**Given exercise:** All of the material below is to be retyped exactly.

----------

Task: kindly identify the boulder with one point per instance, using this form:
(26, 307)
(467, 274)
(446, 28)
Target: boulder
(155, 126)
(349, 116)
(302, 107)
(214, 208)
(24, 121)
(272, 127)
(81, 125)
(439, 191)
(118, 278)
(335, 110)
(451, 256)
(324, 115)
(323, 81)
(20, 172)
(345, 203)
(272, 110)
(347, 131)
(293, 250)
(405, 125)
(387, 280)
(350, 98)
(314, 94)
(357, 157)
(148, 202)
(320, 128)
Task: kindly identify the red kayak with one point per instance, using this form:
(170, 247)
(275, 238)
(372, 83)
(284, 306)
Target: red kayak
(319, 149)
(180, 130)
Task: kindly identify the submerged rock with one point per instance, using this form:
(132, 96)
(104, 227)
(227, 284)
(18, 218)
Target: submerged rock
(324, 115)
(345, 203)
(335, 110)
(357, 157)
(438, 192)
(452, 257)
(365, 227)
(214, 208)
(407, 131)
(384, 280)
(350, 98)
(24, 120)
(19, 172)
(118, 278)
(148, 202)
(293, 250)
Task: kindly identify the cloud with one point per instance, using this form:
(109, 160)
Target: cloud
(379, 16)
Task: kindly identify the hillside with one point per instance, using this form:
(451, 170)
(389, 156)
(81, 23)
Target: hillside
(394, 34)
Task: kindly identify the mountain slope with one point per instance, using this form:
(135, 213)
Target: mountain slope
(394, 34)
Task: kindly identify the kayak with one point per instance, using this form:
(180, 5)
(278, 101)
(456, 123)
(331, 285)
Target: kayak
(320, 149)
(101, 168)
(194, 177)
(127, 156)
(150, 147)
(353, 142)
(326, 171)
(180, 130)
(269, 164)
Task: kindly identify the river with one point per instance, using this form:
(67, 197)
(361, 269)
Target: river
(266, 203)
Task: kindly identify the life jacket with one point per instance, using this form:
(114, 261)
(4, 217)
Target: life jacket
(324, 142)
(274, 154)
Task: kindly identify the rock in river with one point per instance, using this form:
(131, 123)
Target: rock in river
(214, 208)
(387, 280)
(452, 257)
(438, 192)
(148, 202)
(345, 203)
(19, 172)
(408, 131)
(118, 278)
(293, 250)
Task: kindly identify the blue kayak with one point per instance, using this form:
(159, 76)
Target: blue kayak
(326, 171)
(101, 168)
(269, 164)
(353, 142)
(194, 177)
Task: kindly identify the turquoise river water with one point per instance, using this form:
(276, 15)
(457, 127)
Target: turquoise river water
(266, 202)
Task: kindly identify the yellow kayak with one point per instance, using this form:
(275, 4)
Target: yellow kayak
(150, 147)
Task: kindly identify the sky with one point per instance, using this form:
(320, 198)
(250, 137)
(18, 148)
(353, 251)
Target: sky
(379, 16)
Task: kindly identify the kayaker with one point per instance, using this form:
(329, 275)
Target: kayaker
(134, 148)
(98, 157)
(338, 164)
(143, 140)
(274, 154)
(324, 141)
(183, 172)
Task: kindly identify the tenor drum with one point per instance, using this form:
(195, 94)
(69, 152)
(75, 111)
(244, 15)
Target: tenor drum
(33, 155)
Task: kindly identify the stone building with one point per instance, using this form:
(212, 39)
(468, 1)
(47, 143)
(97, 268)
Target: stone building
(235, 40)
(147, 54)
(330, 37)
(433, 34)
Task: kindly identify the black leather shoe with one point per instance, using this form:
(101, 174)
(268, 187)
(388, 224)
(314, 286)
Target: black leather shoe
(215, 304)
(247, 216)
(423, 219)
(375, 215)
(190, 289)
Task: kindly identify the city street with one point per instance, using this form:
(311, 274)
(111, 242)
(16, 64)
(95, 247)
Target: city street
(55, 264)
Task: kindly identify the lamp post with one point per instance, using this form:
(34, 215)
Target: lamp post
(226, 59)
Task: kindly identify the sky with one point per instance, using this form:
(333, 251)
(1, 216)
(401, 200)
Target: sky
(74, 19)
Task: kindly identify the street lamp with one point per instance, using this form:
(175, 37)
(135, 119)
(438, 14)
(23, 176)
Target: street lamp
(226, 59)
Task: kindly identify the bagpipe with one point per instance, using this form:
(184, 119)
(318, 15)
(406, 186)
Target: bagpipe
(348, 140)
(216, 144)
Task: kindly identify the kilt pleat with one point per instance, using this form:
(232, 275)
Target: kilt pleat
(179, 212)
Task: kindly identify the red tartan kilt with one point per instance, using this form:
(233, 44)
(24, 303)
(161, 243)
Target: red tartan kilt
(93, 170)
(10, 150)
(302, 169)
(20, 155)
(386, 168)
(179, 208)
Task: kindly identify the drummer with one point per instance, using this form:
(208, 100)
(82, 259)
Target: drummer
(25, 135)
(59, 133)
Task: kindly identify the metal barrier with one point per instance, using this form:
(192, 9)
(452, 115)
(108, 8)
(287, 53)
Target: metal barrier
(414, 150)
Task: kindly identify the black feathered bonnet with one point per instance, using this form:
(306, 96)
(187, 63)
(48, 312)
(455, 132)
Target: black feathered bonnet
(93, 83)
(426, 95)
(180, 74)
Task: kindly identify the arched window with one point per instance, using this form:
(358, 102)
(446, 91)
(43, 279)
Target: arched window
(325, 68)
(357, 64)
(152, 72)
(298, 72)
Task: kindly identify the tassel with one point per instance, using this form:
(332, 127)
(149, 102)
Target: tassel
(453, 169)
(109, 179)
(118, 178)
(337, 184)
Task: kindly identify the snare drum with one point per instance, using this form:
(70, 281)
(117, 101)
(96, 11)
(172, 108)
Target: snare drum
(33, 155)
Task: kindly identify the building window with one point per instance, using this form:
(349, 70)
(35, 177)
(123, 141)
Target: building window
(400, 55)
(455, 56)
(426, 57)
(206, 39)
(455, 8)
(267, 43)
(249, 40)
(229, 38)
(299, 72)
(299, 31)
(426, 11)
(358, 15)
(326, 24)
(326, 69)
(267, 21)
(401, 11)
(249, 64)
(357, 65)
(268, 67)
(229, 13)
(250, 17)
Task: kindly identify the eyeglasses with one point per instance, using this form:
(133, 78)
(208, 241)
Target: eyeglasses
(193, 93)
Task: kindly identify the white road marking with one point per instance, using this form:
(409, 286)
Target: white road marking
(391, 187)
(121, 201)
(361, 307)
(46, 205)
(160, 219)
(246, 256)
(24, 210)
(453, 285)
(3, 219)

----------

**Response below:**
Task: kindly identify the boulder with one point per instance, using this form:
(26, 307)
(467, 274)
(446, 28)
Target: boulder
(155, 126)
(349, 116)
(302, 107)
(214, 208)
(24, 121)
(272, 127)
(81, 125)
(439, 191)
(118, 278)
(335, 110)
(451, 256)
(324, 115)
(323, 81)
(20, 172)
(345, 203)
(272, 110)
(347, 131)
(293, 250)
(405, 125)
(387, 280)
(350, 98)
(314, 94)
(357, 157)
(148, 202)
(320, 128)
Task: kindly identify the red kayak with one point per instance, using this form:
(170, 247)
(275, 238)
(372, 83)
(284, 306)
Target: red kayak
(319, 149)
(180, 130)
Task: kindly identify the submerged rock with one point per instance, using this form:
(132, 96)
(104, 227)
(227, 284)
(18, 218)
Target: submerged rock
(324, 115)
(345, 203)
(335, 110)
(357, 157)
(438, 192)
(452, 257)
(365, 227)
(214, 208)
(407, 131)
(384, 280)
(350, 98)
(24, 120)
(19, 172)
(118, 278)
(148, 202)
(293, 250)
Task: kindly identify the cloud with one point per instance, using this form:
(109, 160)
Target: cloud
(379, 16)
Task: kindly identify the hillside with one point per instance, using this form:
(451, 170)
(389, 156)
(81, 23)
Target: hillside
(394, 34)
Task: kindly identify the mountain slope with one point per instance, using this form:
(135, 213)
Target: mountain slope
(394, 34)
Task: kindly identify the kayak with one point per instance, using this form:
(180, 5)
(278, 101)
(456, 123)
(331, 285)
Target: kayak
(320, 149)
(101, 168)
(194, 177)
(127, 156)
(150, 147)
(353, 142)
(326, 171)
(180, 130)
(269, 164)
Task: kindly identify the river with one point per instance, using this form:
(67, 197)
(361, 269)
Target: river
(266, 203)
Task: kindly identify the life jacket with one point per instance, using this form:
(114, 261)
(4, 217)
Target: life jacket
(324, 142)
(274, 154)
Task: kindly identify the rock in river with one point per instance, using this form:
(131, 123)
Target: rock in river
(214, 208)
(387, 280)
(452, 257)
(438, 192)
(148, 202)
(345, 203)
(19, 172)
(408, 131)
(118, 278)
(293, 250)
Task: kindly identify the blue kayak with one point per instance, using this form:
(159, 76)
Target: blue kayak
(326, 171)
(101, 168)
(269, 164)
(353, 142)
(194, 177)
Task: kindly identify the turquoise river water with one point per instance, using this form:
(276, 15)
(457, 127)
Target: turquoise river water
(266, 202)
Task: kindly identify the yellow kayak with one point per instance, using this form:
(275, 4)
Target: yellow kayak
(150, 147)
Task: kindly identify the sky with one point per instance, using this form:
(320, 198)
(250, 137)
(18, 148)
(353, 251)
Target: sky
(379, 16)
Task: kindly identify the kayaker with one point per instance, using this form:
(329, 275)
Target: kayaker
(134, 148)
(98, 157)
(338, 164)
(143, 140)
(274, 154)
(324, 141)
(183, 172)
Task: kindly identify the tenor drum with one point per instance, using this form:
(195, 94)
(69, 152)
(75, 111)
(244, 15)
Target: tenor drum
(33, 155)
Task: kindly identify the stone building with one point per instance, using this form:
(212, 39)
(468, 1)
(47, 143)
(97, 268)
Target: stone building
(235, 40)
(147, 54)
(330, 37)
(433, 34)
Task: kindly identify the black leather shoe with one point per instance, using this form:
(101, 174)
(268, 187)
(388, 224)
(314, 286)
Target: black leather shoe
(215, 304)
(247, 216)
(423, 219)
(375, 215)
(190, 289)
Task: kindly identify the city street with one point per instance, using this form:
(311, 274)
(111, 242)
(16, 64)
(95, 247)
Target: city street
(55, 264)
Task: kindly identify the lamp post with one point per instance, using this form:
(34, 215)
Target: lamp post
(226, 59)
Task: kindly identify the sky with one point per instance, using this form:
(333, 251)
(1, 216)
(401, 200)
Target: sky
(74, 19)
Task: kindly identify the street lamp with one point per instance, using this form:
(175, 37)
(135, 119)
(438, 14)
(23, 176)
Target: street lamp
(226, 59)
Task: kindly identify the bagpipe with one point per instance, using this form:
(184, 119)
(318, 15)
(406, 186)
Target: bagpipe
(348, 140)
(216, 144)
Task: kindly identify the kilt pleat with one point per instance, using this form:
(232, 275)
Target: kilt pleat
(179, 212)
Task: kindly identify the red tartan kilt with one point per instance, using this form:
(233, 44)
(24, 303)
(161, 243)
Target: red tartan kilt
(93, 170)
(10, 150)
(302, 169)
(20, 155)
(386, 168)
(179, 208)
Task: kindly identify the drummer with one point per instance, using this form:
(208, 100)
(82, 259)
Target: drummer
(25, 135)
(59, 133)
Task: kindly identify the metal barrier with one point per instance, using this form:
(192, 9)
(452, 115)
(108, 8)
(287, 53)
Target: metal barrier
(414, 150)
Task: kindly identify the black feathered bonnet with one point per instance, using this form:
(306, 96)
(187, 63)
(48, 312)
(455, 132)
Target: black feathered bonnet
(93, 83)
(426, 95)
(180, 74)
Task: kindly identify the arched window with one point per instance, using this form:
(358, 102)
(446, 91)
(43, 279)
Target: arched window
(325, 68)
(357, 64)
(152, 72)
(298, 72)
Task: kindly identify the tassel with one point per instance, using this form:
(332, 127)
(149, 102)
Target: tassel
(453, 169)
(109, 179)
(118, 178)
(337, 184)
Task: kindly identify the snare drum with one point per instance, using this form:
(70, 281)
(117, 101)
(96, 11)
(172, 108)
Target: snare drum
(33, 155)
Task: kindly identify the building window with one point per instance, using this form:
(349, 70)
(35, 177)
(123, 141)
Target: building window
(400, 55)
(455, 56)
(426, 57)
(206, 39)
(455, 8)
(267, 43)
(249, 40)
(229, 38)
(299, 72)
(299, 31)
(426, 11)
(358, 15)
(326, 24)
(326, 69)
(267, 21)
(401, 11)
(249, 64)
(357, 65)
(268, 67)
(229, 13)
(250, 17)
Task: kindly identify the eyeglasses with one point per instance, using this form:
(133, 78)
(208, 241)
Target: eyeglasses
(193, 93)
Task: kindly identify the white road marking with one point per instance, using this form:
(409, 286)
Target: white road marking
(391, 187)
(121, 201)
(361, 307)
(46, 205)
(160, 219)
(246, 256)
(24, 210)
(453, 285)
(3, 219)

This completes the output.